Oil and its gusher of exports might have financed the explosion of growth in Houston, but they don't necessarily define the place. Glinda's family were rice farmers in the wet expanse of land to the southeast that made this and Louisiana two of the richest granaries of the world.
The damp weather also made the ground hospitable for sugar and cotton, and those crops ushered in one of the bleaker periods in the city's history, as the hub of a short-lived slave state that joined the Confederacy. After the Civil War, Texas did its worst to suppress its Blacks and poor Whites, but with the western frontier and Mexico so close, and with a chronically tight labor market, the region never quite fell into the ignorant slumber of the Deep South that so distressed Mississippi's William Faulkner.
The Civil Rights Act of 1964 and the Voting Rights Act of 1965—both brought to fruition by the Texan Lyndon Johnson—transformed America, and nowhere more so than in Houston. Attracted by their growing power base and quality of life, Blacks flocked here in ever-increasing numbers, followed in the 1970s by Mexicans and Asians. For the traveler, this increasingly urbane heterogeneity is reflected in the eclectic local offering of arts, culture, and cuisine.
If you're from California, with its Sonoran and Baja Californian influences, Tex-Mex cooking is an acquired taste—think enchiladas and overstuffed burritos made with flour tortillas and loaded down with cumin, yellow cheese, and refried beans. Restauranteurs like Felix Tijerina (of Felix's, since closed and reopened as Uchi, a gourmet Japanese eatery) and the Anaya Brothers (of Don Jose Mexican Restaurant) led the way in adapting Mexican cuisine to mainstream American palates.
If you crave true Mexican, the uber-imaginative, award-winning Hugo's on Westheimer is our favorite outside of Mexico City. Think of goat, pork, barbacoa, scallops, and shrimp, in all manner of vegetables and exotic sauces (especially their mole poblano and salsa terasca), with pyramids of flavored rice. Our favorite drink at the bar is la Tricolor, named for the Mexican flag—three narrow sipping glasses of white tequila, spicy tomato, and lime juice.
But as noted, the Mexicans arrived late in Houston. Long before them, the city was famous as a center of soul food (Esther's, This Is It), seafood (Christie's, Caracol), Cajun (Cajun Kitchen, Ragin' Cajun), BBQ (Corkscrew), and various in-betweens. And in recent times, the influx of Vietnamese and other Asians has infused the restaurant scene with all manner of new aromas and flavors.
Along with Hugo's, Don Jose, the Cajun Kitchen, and the Houston National Cemetery—where Glinda's mother and father (a veteran of Okinawa) lie at rest—our regular stops in Houston include Galveston, the nearby beach town that has no business existing. Hurricanes have repeatedly tried to blast this historic community into the Gulf. Every decade or so, the locals evacuate to safer ground, then crawl back for yet another round of re-building.
Our favorite marker on the Galveston Seawall recalls the Balinese Room, a nationally famous speakeasy we used to frequent, where the bartender invented the Margarita for the visiting Peggy Lee. In 1951, when Galveston County Sheriff Frank Biaggne was asked why he hadn't raided the club's casino, he complained that, as a non-member, he wasn't allowed inside.
But most of our time in town is spent visiting with scores of family and friends from the last half-century. And this is the "Thing" about Houstonians and maybe Texans in general—they make friends quickly, and they mate for life. To a longtime wanderer like Ben, the intense mutual gratitude and loyalty shown by nearly everyone you meet—not just to other individuals, but to the state and the country that nurtured them—can be a bit disconcerting. Until you make your own relationships and realize that they'll be with you forever.
Sounds like the human-scale paradise many Houstonians like to think it is.

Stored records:
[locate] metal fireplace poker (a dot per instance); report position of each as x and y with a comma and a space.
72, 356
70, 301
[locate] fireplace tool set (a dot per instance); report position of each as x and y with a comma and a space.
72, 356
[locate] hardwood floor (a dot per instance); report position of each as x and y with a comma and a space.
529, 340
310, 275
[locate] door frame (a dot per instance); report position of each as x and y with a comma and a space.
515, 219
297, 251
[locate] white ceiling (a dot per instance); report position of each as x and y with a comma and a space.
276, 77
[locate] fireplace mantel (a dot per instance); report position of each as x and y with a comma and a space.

Assignment: Please copy everything from "Our favorite marker" down to "wasn't allowed inside." in the Houston travel text, substituting "nightclub" for "speakeasy".

Answer to the problem:
Our favorite marker on the Galveston Seawall recalls the Balinese Room, a nationally famous nightclub we used to frequent, where the bartender invented the Margarita for the visiting Peggy Lee. In 1951, when Galveston County Sheriff Frank Biaggne was asked why he hadn't raided the club's casino, he complained that, as a non-member, he wasn't allowed inside.